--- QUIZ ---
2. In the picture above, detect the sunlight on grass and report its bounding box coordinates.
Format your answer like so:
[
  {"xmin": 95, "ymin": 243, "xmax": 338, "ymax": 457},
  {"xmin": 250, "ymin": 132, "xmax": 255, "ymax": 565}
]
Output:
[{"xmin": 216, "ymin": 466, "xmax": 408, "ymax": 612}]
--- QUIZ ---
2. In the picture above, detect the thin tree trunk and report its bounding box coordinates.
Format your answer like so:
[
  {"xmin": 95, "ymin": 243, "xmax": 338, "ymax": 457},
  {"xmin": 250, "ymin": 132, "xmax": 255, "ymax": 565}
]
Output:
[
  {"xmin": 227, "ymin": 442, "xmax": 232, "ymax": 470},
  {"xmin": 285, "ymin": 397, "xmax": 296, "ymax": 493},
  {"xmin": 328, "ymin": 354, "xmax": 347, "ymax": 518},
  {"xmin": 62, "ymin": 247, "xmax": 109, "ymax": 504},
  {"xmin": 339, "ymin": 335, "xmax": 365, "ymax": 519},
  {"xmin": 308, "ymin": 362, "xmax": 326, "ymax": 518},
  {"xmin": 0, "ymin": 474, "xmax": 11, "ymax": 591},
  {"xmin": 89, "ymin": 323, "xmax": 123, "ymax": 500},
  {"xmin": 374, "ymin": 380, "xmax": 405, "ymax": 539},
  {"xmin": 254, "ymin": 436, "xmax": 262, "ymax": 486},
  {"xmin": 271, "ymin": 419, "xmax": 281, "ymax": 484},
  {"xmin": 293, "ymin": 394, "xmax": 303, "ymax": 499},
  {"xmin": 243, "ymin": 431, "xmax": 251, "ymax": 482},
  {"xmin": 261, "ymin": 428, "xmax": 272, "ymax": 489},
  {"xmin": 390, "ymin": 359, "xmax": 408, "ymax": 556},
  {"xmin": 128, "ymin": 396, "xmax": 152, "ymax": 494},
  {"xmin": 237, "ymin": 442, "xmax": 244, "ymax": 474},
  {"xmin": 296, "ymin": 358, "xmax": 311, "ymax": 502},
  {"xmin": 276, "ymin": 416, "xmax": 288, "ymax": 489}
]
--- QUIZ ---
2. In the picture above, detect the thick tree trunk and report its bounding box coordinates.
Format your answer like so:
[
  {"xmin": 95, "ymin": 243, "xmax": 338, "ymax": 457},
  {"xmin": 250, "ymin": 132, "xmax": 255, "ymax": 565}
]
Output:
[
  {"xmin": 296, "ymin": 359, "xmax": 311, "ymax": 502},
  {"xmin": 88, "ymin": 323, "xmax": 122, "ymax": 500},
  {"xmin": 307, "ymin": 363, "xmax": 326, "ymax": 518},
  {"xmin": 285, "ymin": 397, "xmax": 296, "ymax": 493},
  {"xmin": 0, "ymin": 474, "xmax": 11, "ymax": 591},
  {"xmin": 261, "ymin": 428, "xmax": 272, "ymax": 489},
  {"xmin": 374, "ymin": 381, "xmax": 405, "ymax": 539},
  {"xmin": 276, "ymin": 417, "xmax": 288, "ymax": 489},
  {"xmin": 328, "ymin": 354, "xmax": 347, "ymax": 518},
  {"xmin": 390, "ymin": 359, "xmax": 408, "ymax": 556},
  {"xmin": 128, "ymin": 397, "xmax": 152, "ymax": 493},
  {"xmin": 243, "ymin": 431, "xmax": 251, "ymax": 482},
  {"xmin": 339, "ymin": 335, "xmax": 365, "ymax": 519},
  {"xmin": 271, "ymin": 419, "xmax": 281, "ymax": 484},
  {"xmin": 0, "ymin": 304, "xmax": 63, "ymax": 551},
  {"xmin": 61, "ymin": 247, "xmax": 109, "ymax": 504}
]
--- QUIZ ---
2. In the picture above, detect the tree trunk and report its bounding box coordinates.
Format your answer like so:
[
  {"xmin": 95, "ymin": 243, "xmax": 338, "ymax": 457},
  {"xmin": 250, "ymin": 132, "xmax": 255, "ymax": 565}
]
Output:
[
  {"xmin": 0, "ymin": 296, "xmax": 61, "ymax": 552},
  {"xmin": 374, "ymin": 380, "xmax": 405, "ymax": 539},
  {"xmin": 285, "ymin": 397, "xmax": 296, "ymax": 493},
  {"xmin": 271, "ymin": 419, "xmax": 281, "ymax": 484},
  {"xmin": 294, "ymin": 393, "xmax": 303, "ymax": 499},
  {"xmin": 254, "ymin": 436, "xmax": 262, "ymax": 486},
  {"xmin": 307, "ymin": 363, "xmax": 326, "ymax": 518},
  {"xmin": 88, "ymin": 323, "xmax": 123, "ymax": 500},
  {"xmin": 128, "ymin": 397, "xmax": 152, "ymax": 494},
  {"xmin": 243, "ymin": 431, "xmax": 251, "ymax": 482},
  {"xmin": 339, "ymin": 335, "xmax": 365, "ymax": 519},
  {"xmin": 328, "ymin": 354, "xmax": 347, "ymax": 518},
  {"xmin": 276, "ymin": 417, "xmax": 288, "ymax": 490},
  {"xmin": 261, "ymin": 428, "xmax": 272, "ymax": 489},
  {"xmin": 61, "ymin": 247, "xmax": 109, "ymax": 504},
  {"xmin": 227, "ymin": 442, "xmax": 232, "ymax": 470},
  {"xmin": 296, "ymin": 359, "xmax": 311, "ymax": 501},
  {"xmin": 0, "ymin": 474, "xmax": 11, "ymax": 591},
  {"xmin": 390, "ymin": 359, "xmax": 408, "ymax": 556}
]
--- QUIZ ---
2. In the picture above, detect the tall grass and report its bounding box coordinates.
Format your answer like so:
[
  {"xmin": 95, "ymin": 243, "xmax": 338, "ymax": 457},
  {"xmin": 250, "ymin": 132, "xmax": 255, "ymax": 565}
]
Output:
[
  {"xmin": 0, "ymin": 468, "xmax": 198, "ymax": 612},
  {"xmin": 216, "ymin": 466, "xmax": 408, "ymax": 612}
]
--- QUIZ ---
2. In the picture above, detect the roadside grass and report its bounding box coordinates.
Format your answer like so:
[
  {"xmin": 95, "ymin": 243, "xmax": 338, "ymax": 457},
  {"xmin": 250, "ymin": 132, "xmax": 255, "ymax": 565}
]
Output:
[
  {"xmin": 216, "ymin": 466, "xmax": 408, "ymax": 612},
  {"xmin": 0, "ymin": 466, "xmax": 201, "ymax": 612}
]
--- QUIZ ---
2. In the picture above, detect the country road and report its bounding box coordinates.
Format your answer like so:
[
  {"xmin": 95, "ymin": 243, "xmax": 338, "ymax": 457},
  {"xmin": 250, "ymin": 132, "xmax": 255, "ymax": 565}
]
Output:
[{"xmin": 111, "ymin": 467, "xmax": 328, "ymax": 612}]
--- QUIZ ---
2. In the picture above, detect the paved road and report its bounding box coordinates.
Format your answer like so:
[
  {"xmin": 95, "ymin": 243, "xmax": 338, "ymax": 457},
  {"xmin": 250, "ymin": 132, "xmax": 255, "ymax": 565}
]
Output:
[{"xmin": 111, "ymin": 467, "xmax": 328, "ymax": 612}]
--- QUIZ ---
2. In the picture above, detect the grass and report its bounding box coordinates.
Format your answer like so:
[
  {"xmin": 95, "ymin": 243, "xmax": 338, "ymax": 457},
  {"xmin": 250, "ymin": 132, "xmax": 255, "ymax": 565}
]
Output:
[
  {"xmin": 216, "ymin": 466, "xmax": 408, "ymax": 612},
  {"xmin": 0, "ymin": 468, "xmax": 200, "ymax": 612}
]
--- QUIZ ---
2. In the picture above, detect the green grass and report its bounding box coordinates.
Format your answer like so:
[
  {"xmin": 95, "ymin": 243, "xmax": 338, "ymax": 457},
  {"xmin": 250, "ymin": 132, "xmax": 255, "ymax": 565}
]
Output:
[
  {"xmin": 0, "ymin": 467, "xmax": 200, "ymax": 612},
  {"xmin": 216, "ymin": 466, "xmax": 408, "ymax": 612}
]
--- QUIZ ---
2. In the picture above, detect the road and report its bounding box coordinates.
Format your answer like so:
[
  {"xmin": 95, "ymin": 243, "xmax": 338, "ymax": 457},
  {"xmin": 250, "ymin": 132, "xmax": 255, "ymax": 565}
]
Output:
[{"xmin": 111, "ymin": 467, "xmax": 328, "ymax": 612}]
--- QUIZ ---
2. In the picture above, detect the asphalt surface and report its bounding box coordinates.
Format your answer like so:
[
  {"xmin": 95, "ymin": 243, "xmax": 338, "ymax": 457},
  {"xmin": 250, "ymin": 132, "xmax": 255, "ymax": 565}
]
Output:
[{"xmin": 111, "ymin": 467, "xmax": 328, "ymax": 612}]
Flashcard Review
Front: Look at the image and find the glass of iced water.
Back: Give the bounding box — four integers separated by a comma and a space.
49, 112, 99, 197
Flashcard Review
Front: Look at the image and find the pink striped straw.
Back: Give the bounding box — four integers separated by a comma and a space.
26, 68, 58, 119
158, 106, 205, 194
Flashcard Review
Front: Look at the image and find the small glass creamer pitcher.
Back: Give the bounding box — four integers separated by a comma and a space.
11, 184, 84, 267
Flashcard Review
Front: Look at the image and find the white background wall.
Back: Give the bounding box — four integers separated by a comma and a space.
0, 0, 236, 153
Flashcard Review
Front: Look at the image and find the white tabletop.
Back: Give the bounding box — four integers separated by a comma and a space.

※

## Exercise objective
Please collect every line above that contains the string "tree". Matching is case-sensitive.

## Solution to this problem
2. In the picture above, detect the thin tree trunk and report its bounding box coordinates.
2. In the picture above, detect the thick tree trunk and report its bounding box coordinates.
2. In the picture above, detect the tree trunk and report its bounding box coordinates.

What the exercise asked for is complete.